MATERIAL SHOWN »
━━━━━━━━━━━━━━━━━━━━━━━━━━━━━━

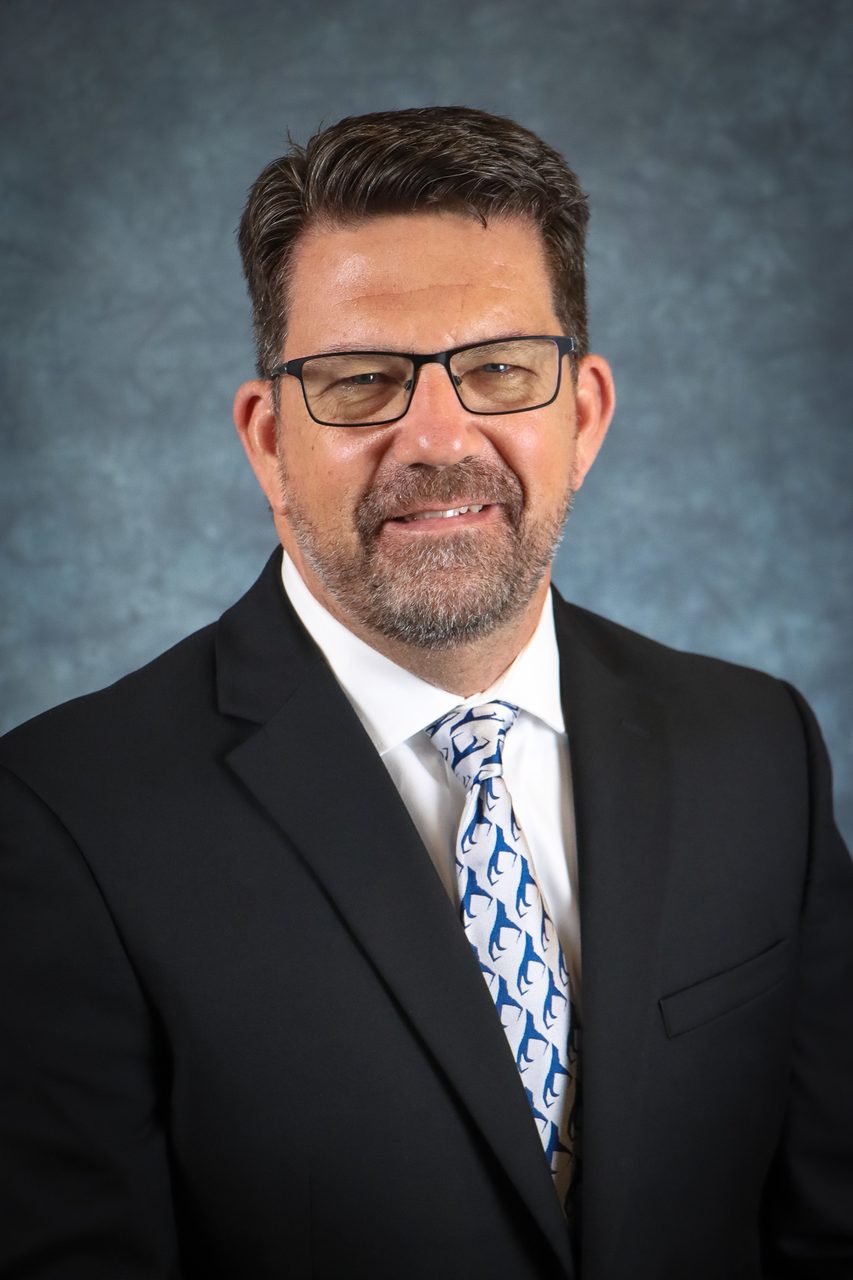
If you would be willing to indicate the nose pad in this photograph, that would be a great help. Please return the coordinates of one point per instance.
(436, 430)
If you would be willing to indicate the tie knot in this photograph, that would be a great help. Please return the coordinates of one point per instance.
(471, 740)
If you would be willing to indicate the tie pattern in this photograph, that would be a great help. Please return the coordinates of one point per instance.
(509, 928)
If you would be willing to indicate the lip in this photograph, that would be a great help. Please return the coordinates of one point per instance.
(441, 517)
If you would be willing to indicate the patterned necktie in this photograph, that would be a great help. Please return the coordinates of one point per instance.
(509, 928)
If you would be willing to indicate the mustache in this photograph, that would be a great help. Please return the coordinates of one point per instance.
(473, 480)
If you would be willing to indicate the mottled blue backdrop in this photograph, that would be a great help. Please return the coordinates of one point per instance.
(714, 140)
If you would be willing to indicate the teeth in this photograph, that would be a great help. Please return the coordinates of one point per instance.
(442, 515)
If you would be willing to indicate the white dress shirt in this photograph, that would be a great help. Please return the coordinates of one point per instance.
(396, 705)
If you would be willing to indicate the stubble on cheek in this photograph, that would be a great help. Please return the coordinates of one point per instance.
(437, 590)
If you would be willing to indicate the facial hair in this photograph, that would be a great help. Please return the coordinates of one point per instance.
(434, 592)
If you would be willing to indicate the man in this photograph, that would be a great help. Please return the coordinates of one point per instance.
(293, 978)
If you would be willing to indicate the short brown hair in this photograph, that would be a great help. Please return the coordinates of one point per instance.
(443, 159)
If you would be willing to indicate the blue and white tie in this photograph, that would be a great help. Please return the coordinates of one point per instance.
(507, 926)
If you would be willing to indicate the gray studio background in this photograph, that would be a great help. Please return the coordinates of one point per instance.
(714, 140)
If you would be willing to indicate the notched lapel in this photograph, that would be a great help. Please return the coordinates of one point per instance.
(619, 746)
(387, 892)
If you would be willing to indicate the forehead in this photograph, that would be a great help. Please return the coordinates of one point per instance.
(418, 282)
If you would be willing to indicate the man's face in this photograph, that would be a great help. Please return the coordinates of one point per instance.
(370, 515)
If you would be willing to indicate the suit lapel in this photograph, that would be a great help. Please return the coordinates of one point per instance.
(363, 848)
(620, 777)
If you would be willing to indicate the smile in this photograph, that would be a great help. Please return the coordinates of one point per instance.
(441, 515)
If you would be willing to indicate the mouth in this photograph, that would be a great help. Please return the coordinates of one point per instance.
(443, 513)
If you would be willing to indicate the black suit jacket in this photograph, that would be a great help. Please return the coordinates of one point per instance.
(243, 1034)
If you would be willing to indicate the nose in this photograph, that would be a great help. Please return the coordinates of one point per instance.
(436, 432)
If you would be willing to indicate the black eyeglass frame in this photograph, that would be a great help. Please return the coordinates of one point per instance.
(565, 347)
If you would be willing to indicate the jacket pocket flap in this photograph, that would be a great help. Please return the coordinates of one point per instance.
(714, 996)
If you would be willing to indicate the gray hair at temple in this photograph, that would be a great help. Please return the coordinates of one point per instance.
(436, 159)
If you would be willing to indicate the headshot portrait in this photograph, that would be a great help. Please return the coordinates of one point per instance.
(425, 776)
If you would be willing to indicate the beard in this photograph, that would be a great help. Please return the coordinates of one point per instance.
(437, 592)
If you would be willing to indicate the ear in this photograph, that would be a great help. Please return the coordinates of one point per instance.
(594, 405)
(256, 428)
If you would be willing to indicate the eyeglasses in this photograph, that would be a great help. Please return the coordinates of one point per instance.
(374, 388)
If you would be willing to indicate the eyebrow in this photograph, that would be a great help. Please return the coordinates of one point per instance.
(342, 348)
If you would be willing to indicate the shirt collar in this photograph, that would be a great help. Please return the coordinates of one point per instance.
(392, 703)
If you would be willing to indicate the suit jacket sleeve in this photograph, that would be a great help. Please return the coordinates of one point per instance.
(85, 1189)
(810, 1194)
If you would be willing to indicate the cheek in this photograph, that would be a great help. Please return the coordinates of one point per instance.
(328, 474)
(542, 457)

━━━━━━━━━━━━━━━━━━━━━━━━━━━━━━

HOW TO COMPLETE THIS TASK »
What you return should match the material line for line, with the images removed.

RESPONSE TO THE EXERCISE »
If you would be willing to indicate the nose pad in this photograph, that would be a great help. Please return the coordinates of one point per instance.
(436, 430)
If you would be willing to indicate the tie knot in this photograph, that would be a great help. Please return the coordinates of one point per instance.
(471, 740)
If you would be willing to indicate the tie pattern in this photograph, that would be a great help. Please return the coordinates of one point per instance.
(509, 928)
If you would be willing to indicate the lip in this photograph, that would be a great help. Please return the coordinates of one point per instance.
(441, 517)
If you would be willing to indicate the patterned necktie in this photograph, that would be a great help. Please return the coordinates of one point per instance.
(509, 928)
If you would be willing to indicate the mustache in this photograph, that would be a great help. Please return the coordinates of one point per instance.
(473, 480)
If you would be willing to indicate the mottled blue backdrop in this photograph, that would be a great help. Please return the coordinates of one point per instance.
(714, 140)
If you would be willing to indicate the teeth in this photograph, that would be a great help. Please return the coordinates of one point per instance.
(442, 515)
If you would be willing to indicate the white dress shirt in this photograph, that would be a great help. Please return the coordinates of one point per instance.
(396, 705)
If you would be willing to indicate the stubble on cheek in this photograph, that would be a great help. Please return the coordinates of one point per instance.
(437, 590)
If you would be willing to indicate the facial hair in this photograph, that would be a great help. Please return the coordinates of one point per instance.
(434, 592)
If you would be willing to indicate the man in this photograph, that would be a great help. Please return the coordinates of one point per instance.
(293, 978)
If you would be willing to indicate the short brown hair in this photograph, that would be a great help. Please return the coordinates of one point per instance.
(443, 159)
If you would be willing to indicate the blue and white tie in this photograph, that would be a great help. Please return the coordinates of one point per instance.
(507, 926)
If you would be willing to indicate the gray studio background in this photograph, that would be a great help. Please return the coordinates of one point per instance.
(714, 140)
If you would be willing to indicate the notched lapel in this photograph, that would be a great help. Please return the coordinates of one point per instance.
(619, 746)
(387, 892)
If you would be willing to indicate the forehead in this photograph, that would be a great help. Please return the coordinates of one point per instance.
(418, 282)
If you would be willing to indicate the man's face in this photograph, that would be a great help. Please return the coordinates of one point per instance.
(370, 515)
If you would be willing to indicate the suit lapel in this photograph, that would be a great help. Please return the coordinates of one point per instance.
(363, 848)
(620, 777)
If you would be willing to indicate the smile in this photograph, that would be a great help. Please return the coordinates of one point per instance.
(441, 515)
If you would be willing to indicate the mouth in this photograph, that would be a great help. Please return the coordinates of one point per instance.
(443, 513)
If you would be willing to indicate the black suit jacket in this photograph, that would be a great help. Please return the coordinates of one point per instance.
(243, 1034)
If you would be willing to indicate the nose in this photograph, that would be a great help. Please return the coordinates of one point per instance.
(436, 432)
If you would be willing to indicate the black eyeglass frame in this photograph, that would be a great help. Please return the coordinates of one point per instance.
(565, 347)
If you would be willing to indicate the jacket pocket flap in this photograph, that would be a great help. Please return the coordinates of one point per instance.
(714, 996)
If you would be willing to indicate the gray hair at temple in this photograph, that would be a great help. Please return the coordinates of one point per instance.
(436, 159)
If you would be willing to indicate the headshot portrait in this photograph, that would be a great help. Please return the coordinates of one point per instance.
(425, 776)
If you would be willing to indicate the beard in this photograph, that would be a great help. Please return the coordinates of one point per instance.
(437, 592)
If you would be willing to indicate the ear in this photograph, that would be a great help. Please return the coordinates of one point per instance.
(594, 405)
(256, 428)
If you would be willing to indicate the eyeglasses in this photograph, that would be a great help. Please return the coordinates of one point per instance.
(374, 388)
If you would be willing to indicate the eyebrow in this photograph, that would be a great help. Please return the coordinates of one point per instance.
(342, 348)
If you would be willing to indicate the shirt collar in this photograph, that would be a great help. Please return the coordinates of one point per instance.
(392, 703)
If you would be willing to indicate the suit jacket sleeve in this photograph, that would be a great help. Please return the coordinates of one point per instance.
(85, 1189)
(810, 1194)
If you would be willing to indicate the cheek in this photograph, that would be a great help. Please return the coordinates of one point per instance.
(328, 474)
(542, 457)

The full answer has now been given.